DIRECTIVE -
Could you update the lines below so that each "set a marker on" becomes "place a point on", with everything else left as it is?

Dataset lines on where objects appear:
::::

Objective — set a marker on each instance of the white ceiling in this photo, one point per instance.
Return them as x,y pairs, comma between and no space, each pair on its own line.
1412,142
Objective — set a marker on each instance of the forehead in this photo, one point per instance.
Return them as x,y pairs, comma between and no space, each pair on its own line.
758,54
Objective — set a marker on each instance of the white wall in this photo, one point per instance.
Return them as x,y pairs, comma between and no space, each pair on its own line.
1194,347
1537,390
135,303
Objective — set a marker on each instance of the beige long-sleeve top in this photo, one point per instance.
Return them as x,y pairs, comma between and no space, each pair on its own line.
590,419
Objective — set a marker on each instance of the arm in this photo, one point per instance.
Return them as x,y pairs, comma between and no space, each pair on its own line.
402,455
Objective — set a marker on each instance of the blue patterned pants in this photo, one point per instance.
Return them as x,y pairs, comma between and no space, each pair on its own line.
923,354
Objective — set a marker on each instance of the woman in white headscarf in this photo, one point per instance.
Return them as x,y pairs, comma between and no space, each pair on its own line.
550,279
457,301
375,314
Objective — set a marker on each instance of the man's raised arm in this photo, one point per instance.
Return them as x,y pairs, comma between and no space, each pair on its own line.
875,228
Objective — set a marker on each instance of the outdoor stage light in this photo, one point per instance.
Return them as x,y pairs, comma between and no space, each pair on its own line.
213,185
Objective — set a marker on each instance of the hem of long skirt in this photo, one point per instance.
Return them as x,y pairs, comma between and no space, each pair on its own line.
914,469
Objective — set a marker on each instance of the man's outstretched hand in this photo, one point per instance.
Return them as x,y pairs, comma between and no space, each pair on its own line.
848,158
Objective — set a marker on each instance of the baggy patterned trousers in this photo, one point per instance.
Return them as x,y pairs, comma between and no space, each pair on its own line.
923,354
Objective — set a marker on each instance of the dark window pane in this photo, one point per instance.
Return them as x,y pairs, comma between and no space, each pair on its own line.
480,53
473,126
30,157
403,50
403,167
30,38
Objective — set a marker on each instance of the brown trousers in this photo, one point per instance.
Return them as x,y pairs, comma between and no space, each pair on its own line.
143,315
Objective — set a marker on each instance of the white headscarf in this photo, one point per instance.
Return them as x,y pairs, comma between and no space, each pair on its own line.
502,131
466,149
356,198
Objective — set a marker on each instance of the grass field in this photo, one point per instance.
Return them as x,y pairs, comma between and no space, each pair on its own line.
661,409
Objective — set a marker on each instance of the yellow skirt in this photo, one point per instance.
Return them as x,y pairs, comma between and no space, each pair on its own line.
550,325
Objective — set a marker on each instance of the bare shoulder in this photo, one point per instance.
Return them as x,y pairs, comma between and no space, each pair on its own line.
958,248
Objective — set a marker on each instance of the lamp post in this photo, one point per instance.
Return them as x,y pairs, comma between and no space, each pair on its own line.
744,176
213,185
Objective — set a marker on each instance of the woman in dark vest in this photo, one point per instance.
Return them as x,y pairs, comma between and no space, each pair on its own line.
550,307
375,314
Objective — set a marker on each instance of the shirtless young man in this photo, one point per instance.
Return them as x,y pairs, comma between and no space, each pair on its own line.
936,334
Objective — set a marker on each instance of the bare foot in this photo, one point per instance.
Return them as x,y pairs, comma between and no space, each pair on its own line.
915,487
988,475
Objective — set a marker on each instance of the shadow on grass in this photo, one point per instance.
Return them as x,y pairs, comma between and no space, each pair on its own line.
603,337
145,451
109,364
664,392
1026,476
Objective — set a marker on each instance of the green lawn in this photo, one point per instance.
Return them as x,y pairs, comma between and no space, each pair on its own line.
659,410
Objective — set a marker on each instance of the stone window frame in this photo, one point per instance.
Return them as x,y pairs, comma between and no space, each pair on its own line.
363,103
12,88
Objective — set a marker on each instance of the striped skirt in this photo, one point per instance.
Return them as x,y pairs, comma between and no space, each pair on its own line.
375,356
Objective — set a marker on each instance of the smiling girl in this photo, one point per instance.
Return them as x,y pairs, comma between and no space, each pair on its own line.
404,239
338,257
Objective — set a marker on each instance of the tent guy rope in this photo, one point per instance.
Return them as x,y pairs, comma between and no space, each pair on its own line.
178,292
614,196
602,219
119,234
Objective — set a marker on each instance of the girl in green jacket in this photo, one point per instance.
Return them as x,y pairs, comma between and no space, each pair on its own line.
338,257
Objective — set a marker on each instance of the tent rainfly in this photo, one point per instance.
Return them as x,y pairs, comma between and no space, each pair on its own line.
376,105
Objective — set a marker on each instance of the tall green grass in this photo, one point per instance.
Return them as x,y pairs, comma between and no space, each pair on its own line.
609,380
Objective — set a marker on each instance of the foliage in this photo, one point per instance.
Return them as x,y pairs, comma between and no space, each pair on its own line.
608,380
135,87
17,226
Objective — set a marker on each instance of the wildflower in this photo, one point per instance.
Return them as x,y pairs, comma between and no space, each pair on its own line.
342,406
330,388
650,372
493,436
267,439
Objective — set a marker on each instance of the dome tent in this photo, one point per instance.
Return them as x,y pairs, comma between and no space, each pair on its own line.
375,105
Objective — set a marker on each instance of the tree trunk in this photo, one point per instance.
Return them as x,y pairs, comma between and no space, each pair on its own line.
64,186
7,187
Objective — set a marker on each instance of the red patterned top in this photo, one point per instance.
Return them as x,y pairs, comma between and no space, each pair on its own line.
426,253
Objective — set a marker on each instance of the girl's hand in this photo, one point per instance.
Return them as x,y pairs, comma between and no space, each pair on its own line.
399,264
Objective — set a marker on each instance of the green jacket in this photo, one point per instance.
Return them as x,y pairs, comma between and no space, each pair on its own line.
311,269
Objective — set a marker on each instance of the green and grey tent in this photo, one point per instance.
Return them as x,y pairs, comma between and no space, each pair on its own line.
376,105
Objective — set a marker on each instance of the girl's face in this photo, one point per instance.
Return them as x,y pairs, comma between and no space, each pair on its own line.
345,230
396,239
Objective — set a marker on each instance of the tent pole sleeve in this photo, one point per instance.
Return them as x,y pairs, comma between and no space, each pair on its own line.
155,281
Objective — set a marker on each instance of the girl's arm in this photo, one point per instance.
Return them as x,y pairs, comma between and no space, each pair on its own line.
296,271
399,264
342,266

::::

REPLY -
Objective — place a point on each instance of the white ceiling in this photo, one point per instance.
Return them as x,y pairs, comma between and no space, each pair on its own line.
1412,142
Objective — place a point on each instance of the forehead in this photo, one point per instance.
Return them as x,y pairs, comma between and no space, each pair on its own line.
758,54
Objective — place a point on each instance of the white wall in this photo, one point per instance.
Return them as x,y pairs, comma between and no space, each pair on its own line.
1194,347
1537,390
135,303
Objective — place a point on each instance of the beige long-sleeve top in this photo, one point per instance.
Return them as x,y pairs, comma between and no space, each pair on its own line.
590,419
Objective — place a point on each instance of the arm in this photo, one point per instance.
Return them as x,y pairs, comma between and no space, each pair on its own line.
402,455
Objective — place a point on each instance of the blue patterned pants in this photo, one point per instance.
Return them as x,y pairs, comma between and no space, each pair on its own line.
923,354
Objective — place a point on each instance of the woman in white headscarf in this photo, one point per instance.
Return them as x,y pairs, comma between and no space, each pair on its own line.
550,279
457,301
375,314
Objective — place a point on each instance of the man's raised arm in this photo, one point per instance.
Return them as x,y pairs, comma between and no space, each pair on its own line.
875,228
Objective — place a point on each instance of the outdoor stage light in this photo, one point per instance.
Return them as x,y pairs, comma between and no space, each pair on its own line.
213,185
Objective — place a point on each instance of the hem of long skirt in this photo, one point per instance.
Return them as x,y pairs, comma between and no space, each pair on its own line.
914,469
Objective — place a point on each instance of the man's outstretched hand in this photo, one point per instance.
Return them as x,y pairs, comma between and no space, each pair on its own line.
848,158
Objective — place a point on each instance of the baggy patterned trousers in this photo, one point per instance.
Return them as x,y pairs, comma between and no space, each pair on its own line.
923,354
Objective — place a point on each instance of the dark window pane in this photo, one point per instance.
Return them as x,y pairs, comma between and no space, each pair on its own line.
480,53
473,126
30,157
403,50
403,167
30,38
Objective — place a point on each instance of the brown trousers in this photo, one point per instance.
Return them as x,y pairs, comma between and no space, each pair on its own line.
143,315
Objective — place a point on each instance of the white headscarf in this photo, one point per instance.
Return them as x,y pairs, comma between and no space, each pair on its own line.
502,131
466,149
356,198
Objective — place a point on each instance of the grass field in this photo, one point per instance.
Return them as x,y pairs, comma between and no space, each pair on its own line.
661,409
Objective — place a point on each instance of the yellow skirt in this photo, one point per instance.
Return them as x,y pairs, comma between and no space, each pair on its own line.
550,325
Objective — place a point on each instance of the bare shoulder in this photo, one point per instance.
Return them as x,y pairs, comma between and no space, each pair on its own line.
958,248
Objective — place a point on each instance of the lamp post in this photo, one point per instance.
Return them as x,y pairs, comma between and no space, each pair on its own line.
744,176
213,185
Objective — place a point on each instance of the woman in dark vest in this photo, one point per instance.
Return them as x,y pairs, comma between and no space, each pair on its own line.
550,307
375,314
Objective — place a point on each instance of the shirtless young man in this photo, one point per instance.
Return them as x,y pairs, comma between and no space, each pair on its own line.
936,334
Objective — place a point on each instance of the bare foot in this photo, one point per instance.
Return them as x,y pairs, comma between and no space, each pair on its own line.
915,487
988,475
Objective — place a point on each instance of the shadow on grass in this photo, one point per instance.
Return them as x,y pairs, comma between and no space, each pair on its own line.
603,337
145,451
109,364
664,392
1026,476
Objective — place a point on each instance of the green lawn in this photo, one point per instance.
Return them as x,y pairs, comma between and no space, each pair on its own line.
659,410
Objective — place a point on each instance of the stone window frame in this photo, one point per instance.
Return them as x,y pairs, comma between and no space, each pair on its own line.
363,103
12,88
Objective — place a point on each instance of the striped skirt in this photo, one point per instance.
Return them as x,y pairs, comma between and no space, each pair on its own line.
375,356
Objective — place a point on each instance of the smiling girl in this photo, one point per instance.
Return them as x,y pairs, comma between and no space, each pair on its own line.
404,239
338,257
Objective — place a point on each instance of the tent guy rope in this photo, one point per instance.
Return them as x,y pairs, comma between and no space, each pair on its own line.
178,292
614,196
602,219
119,234
Objective — place a point on each instance of the girl in green jacket in this photo, one point per instance.
Return them as x,y pairs, comma between and no space, each pair on its own line.
338,257
Objective — place a point on each instance of the tent rainfly in this photo, one point per instance.
Return them as x,y pairs, comma between and no space, each pair on its own line.
376,105
Objective — place a point on each instance of the tall green grass in this photo, one point per instance.
Return them as x,y pairs, comma between and no space, each pair on its own line.
609,380
Objective — place a point on each instance of the foliage in this photo, one point per instance.
Return them as x,y pairs, comma between and no space, each pair on its own line.
608,380
135,87
17,226
Objective — place a point on each instance of the wildflower in this photo, one point per instance.
Return them as x,y pairs, comma between and no space, each pair on its own line.
342,406
330,388
650,372
493,436
267,439
Objective — place a point on each instance of the dome tent in this photo, one point per instance.
Return them as x,y pairs, comma between and no space, each pair on its own line.
375,105
Objective — place a point on each instance of the tree trunk in this photo, one point per instance.
Return them as x,y pairs, comma between and no space, each pair on its own line.
64,186
7,187
Objective — place a point on each instance of the red patterned top in this photo, one point per instance.
Return them as x,y pairs, comma between and no space, each pair on its own line.
426,253
Objective — place a point on each instance of the girl's hand in this photo, one point per instance.
Return them as x,y pairs, comma between and no space, each pair on its own line.
399,264
Objective — place a point on each instance of the green jacket in this photo, one point per instance.
Return them as x,y pairs, comma between and no space, each pair on its own line.
311,269
Objective — place a point on each instance of the green and grey tent in this photo, one point per instance.
Return them as x,y pairs, comma between and no space, each pair on its own line.
376,105
Objective — place a point on each instance of the girl's face in this photo, one point per instance.
Return them as x,y pairs, comma between and no space, each pair on its own line.
345,230
396,239
Objective — place a point on each instance of the tent pole sleeve in this photo, one point per instance.
Return them as x,y pairs, comma between and no space, each pair on its own line.
155,281
Objective — place a point on each instance of the girl's arm in this photo, one point per instance.
Return them as x,y pairs, comma between and no space, each pair on its own line.
296,271
399,264
342,266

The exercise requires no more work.